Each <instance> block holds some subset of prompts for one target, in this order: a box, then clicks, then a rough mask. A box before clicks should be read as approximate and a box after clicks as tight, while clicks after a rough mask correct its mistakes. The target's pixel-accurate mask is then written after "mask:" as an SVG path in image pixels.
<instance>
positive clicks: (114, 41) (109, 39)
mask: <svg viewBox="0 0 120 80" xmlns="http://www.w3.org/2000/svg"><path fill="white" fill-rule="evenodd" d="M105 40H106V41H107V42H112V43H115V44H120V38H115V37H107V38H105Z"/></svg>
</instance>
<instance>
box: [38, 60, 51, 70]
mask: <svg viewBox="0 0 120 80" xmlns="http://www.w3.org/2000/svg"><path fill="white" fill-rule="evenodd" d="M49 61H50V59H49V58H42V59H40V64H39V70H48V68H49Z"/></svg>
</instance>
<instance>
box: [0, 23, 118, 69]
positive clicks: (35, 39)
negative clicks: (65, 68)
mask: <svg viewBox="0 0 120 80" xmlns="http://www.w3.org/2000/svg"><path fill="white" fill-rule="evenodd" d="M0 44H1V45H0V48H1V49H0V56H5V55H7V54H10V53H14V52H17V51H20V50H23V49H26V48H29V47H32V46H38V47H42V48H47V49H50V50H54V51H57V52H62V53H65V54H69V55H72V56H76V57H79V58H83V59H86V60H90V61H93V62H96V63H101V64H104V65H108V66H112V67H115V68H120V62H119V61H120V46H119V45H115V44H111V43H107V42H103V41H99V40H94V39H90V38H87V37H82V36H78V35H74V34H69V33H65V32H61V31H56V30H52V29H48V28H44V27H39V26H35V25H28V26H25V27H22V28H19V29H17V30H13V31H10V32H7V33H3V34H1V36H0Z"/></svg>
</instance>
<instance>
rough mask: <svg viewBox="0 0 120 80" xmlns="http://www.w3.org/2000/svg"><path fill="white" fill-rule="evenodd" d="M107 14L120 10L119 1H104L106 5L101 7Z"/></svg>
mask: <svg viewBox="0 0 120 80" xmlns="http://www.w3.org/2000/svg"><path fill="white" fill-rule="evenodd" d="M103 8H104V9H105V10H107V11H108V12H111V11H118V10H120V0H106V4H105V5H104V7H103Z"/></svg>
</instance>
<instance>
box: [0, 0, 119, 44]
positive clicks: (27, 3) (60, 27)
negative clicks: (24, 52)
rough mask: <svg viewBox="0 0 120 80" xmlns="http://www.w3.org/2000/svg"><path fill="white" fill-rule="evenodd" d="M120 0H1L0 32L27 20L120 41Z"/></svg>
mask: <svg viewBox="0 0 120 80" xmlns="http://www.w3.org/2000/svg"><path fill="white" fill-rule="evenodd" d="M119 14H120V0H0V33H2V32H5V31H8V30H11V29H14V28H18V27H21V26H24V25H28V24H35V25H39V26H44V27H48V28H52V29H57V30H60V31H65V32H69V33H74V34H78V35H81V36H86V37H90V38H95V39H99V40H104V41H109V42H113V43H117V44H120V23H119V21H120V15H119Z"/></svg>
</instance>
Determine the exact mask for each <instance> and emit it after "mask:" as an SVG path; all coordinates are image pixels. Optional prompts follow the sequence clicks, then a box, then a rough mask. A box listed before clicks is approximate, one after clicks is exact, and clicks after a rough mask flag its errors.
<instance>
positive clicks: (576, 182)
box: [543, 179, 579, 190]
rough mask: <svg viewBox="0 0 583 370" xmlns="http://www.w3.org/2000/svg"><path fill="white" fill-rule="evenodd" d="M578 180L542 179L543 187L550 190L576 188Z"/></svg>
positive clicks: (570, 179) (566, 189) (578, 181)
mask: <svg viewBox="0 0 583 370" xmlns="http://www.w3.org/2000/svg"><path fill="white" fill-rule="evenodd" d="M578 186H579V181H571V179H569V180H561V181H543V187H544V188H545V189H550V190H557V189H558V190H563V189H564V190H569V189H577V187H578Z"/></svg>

☆ ☆ ☆ ☆ ☆

§ ASSIGNED TASK
Rewrite all of the records above as a numbered list, one line per item, omitting any blank lines.

§ OUTPUT OF THE EXERCISE
1. Each <instance> block holds some subset of prompts for one target, in this order: a box, then clicks, then a rough mask. A box before clicks should be read as approximate and a box after clicks as tight, while clicks after a rough mask correct its mistakes. The target's pixel-accurate mask is then written after "mask:" as an SVG path in image pixels.
2. <instance>
3. positive clicks: (114, 41) (109, 39)
4. mask: <svg viewBox="0 0 120 80" xmlns="http://www.w3.org/2000/svg"><path fill="white" fill-rule="evenodd" d="M105 40H106V41H107V42H112V43H115V44H120V38H115V37H107V38H105Z"/></svg>
5. </instance>
6. <instance>
7. box: [38, 60, 51, 70]
8. mask: <svg viewBox="0 0 120 80" xmlns="http://www.w3.org/2000/svg"><path fill="white" fill-rule="evenodd" d="M49 61H50V59H49V58H42V59H40V64H39V70H48V68H49Z"/></svg>
9. </instance>
10. <instance>
11. box: [0, 23, 118, 69]
12. positive clicks: (35, 39)
13. negative clicks: (65, 68)
14. mask: <svg viewBox="0 0 120 80" xmlns="http://www.w3.org/2000/svg"><path fill="white" fill-rule="evenodd" d="M0 44H1V45H0V48H1V49H0V56H5V55H7V54H10V53H14V52H17V51H20V50H23V49H26V48H29V47H32V46H38V47H42V48H47V49H50V50H54V51H57V52H62V53H65V54H69V55H72V56H76V57H79V58H83V59H86V60H90V61H93V62H96V63H101V64H104V65H108V66H112V67H115V68H120V62H119V61H120V46H119V45H115V44H111V43H107V42H103V41H99V40H94V39H90V38H87V37H82V36H78V35H74V34H69V33H65V32H61V31H56V30H52V29H48V28H44V27H39V26H35V25H28V26H25V27H22V28H19V29H17V30H13V31H10V32H7V33H3V34H1V36H0Z"/></svg>
15. </instance>
16. <instance>
17. rough mask: <svg viewBox="0 0 120 80" xmlns="http://www.w3.org/2000/svg"><path fill="white" fill-rule="evenodd" d="M107 14L120 10L119 1H104L106 5L101 7Z"/></svg>
18. mask: <svg viewBox="0 0 120 80" xmlns="http://www.w3.org/2000/svg"><path fill="white" fill-rule="evenodd" d="M103 8H104V9H105V10H107V11H108V12H111V11H118V10H120V0H106V4H105V5H104V7H103Z"/></svg>
19. </instance>
20. <instance>
21. box: [0, 0, 119, 44]
22. positive clicks: (27, 3) (60, 27)
23. negative clicks: (24, 52)
24. rough mask: <svg viewBox="0 0 120 80" xmlns="http://www.w3.org/2000/svg"><path fill="white" fill-rule="evenodd" d="M120 0H1L0 32L27 20L120 41Z"/></svg>
25. mask: <svg viewBox="0 0 120 80" xmlns="http://www.w3.org/2000/svg"><path fill="white" fill-rule="evenodd" d="M119 14H120V0H0V33H2V32H5V31H8V30H11V29H14V28H18V27H21V26H24V25H28V24H35V25H39V26H44V27H48V28H52V29H57V30H60V31H65V32H69V33H74V34H78V35H81V36H86V37H90V38H95V39H99V40H104V41H109V42H113V43H117V44H120V23H119V21H120V15H119Z"/></svg>
26. </instance>
27. Determine the exact mask for each <instance> and emit it after "mask:" as an SVG path; all coordinates are image pixels. Optional prompts follow the sequence clicks, then a box, then a rough mask. A box listed before clicks is approximate, one after clicks is exact, and clicks after a rough mask flag its errors.
28. <instance>
29. positive clicks: (576, 182)
30. box: [543, 179, 579, 190]
31. rough mask: <svg viewBox="0 0 583 370" xmlns="http://www.w3.org/2000/svg"><path fill="white" fill-rule="evenodd" d="M578 180L542 179L543 187L550 190L576 188Z"/></svg>
32. positive clicks: (570, 179) (566, 189) (578, 181)
33. mask: <svg viewBox="0 0 583 370" xmlns="http://www.w3.org/2000/svg"><path fill="white" fill-rule="evenodd" d="M578 186H579V181H571V179H569V180H561V181H543V187H544V188H545V189H550V190H557V189H558V190H563V189H564V190H569V189H577V187H578Z"/></svg>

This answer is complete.